[Dataset records]
::::::::
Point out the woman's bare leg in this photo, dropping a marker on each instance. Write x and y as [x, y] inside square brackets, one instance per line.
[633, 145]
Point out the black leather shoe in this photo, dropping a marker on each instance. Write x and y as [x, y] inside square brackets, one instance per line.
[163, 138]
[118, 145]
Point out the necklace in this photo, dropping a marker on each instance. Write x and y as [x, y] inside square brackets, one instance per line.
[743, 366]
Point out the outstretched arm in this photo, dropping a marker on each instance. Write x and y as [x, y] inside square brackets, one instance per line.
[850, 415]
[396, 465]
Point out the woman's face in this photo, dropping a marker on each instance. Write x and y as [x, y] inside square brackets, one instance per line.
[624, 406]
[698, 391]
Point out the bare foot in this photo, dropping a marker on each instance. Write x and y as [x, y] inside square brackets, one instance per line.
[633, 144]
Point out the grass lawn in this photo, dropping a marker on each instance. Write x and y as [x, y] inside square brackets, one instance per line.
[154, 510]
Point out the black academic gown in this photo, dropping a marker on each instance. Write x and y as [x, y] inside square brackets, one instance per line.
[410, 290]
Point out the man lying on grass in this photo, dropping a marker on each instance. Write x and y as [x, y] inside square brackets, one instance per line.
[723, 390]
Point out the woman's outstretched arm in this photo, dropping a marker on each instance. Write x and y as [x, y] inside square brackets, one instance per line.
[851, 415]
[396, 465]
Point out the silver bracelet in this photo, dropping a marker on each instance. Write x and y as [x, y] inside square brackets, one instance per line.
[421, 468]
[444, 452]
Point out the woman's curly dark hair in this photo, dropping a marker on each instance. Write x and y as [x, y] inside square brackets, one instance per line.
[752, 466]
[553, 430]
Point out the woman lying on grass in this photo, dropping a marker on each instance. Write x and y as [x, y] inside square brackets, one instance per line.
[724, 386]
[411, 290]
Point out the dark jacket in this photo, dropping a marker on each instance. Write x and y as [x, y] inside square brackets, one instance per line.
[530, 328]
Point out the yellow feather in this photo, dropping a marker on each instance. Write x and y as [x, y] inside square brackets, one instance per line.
::::::::
◆ Problem to work on
Reproduce the entries exactly. Every word has to stay the same.

◆ Output of the exercise
Point out the woman's bare leg in this photo, dropping a marker on each instance. Write x and y as [x, y] inside square brackets, one instance per line.
[633, 145]
Point out the black leather shoe in this photo, dropping a marker on each instance. Write x and y as [x, y] inside square brackets, one instance per line.
[163, 138]
[118, 145]
Point out the necklace in this photo, dropping a marker on each instance. Write x and y as [x, y] inside square brackets, one instance per line.
[743, 366]
Point out the outstretched arm in this photo, dropping a marker on each instance. Write x and y as [x, y] inside square brackets, one instance per line.
[850, 415]
[396, 465]
Point out the woman's face in this photo, dropping a marker on each instance. Write x and y as [x, y] inside square brackets, one instance per line.
[624, 406]
[698, 391]
Point out the bare foot in this photo, dropping a marker on each instance. Write x and y as [x, y] inside square brackets, one instance per line.
[633, 144]
Point out the grass lawn in this photo, dropping a marker on each instance. Write x and y as [x, y] inside square brackets, one instance per line.
[154, 510]
Point out the black academic gown in this photo, dropping a marker on each instance. Write x and y as [x, y] inside square brackets, one instance per line.
[410, 290]
Point out the man lying on grass in this photo, dropping a marker on each instance. Write x and y as [x, y] inside square brackets, one instance per line.
[723, 390]
Point out the woman's outstretched arm in this photo, dropping a marker on each instance. Write x and y as [x, y] inside square brackets, one instance per line.
[851, 415]
[396, 465]
Point out the silver bracelet in this photo, dropping a marker on each instance. Write x and y as [x, y] inside square brackets, one instance per line.
[421, 468]
[444, 452]
Point out the woman's curly dark hair in this photo, dropping a marker on each instance. Write x and y as [x, y] inside square brackets, one instance per line.
[752, 466]
[553, 430]
Point out the woman lying on grass in this photo, dropping a marker on each instance. Write x and y as [x, y] inside square brackets, one instance per line.
[724, 386]
[411, 290]
Point out the dark jacket in this photo, dropping a marker on each instance. Write x and y as [x, y] inside square brackets, one instance per line.
[530, 328]
Point out the yellow feather in this photo, dropping a marker on each instance. Write x and y as [x, y] inside square brackets, one instance per line.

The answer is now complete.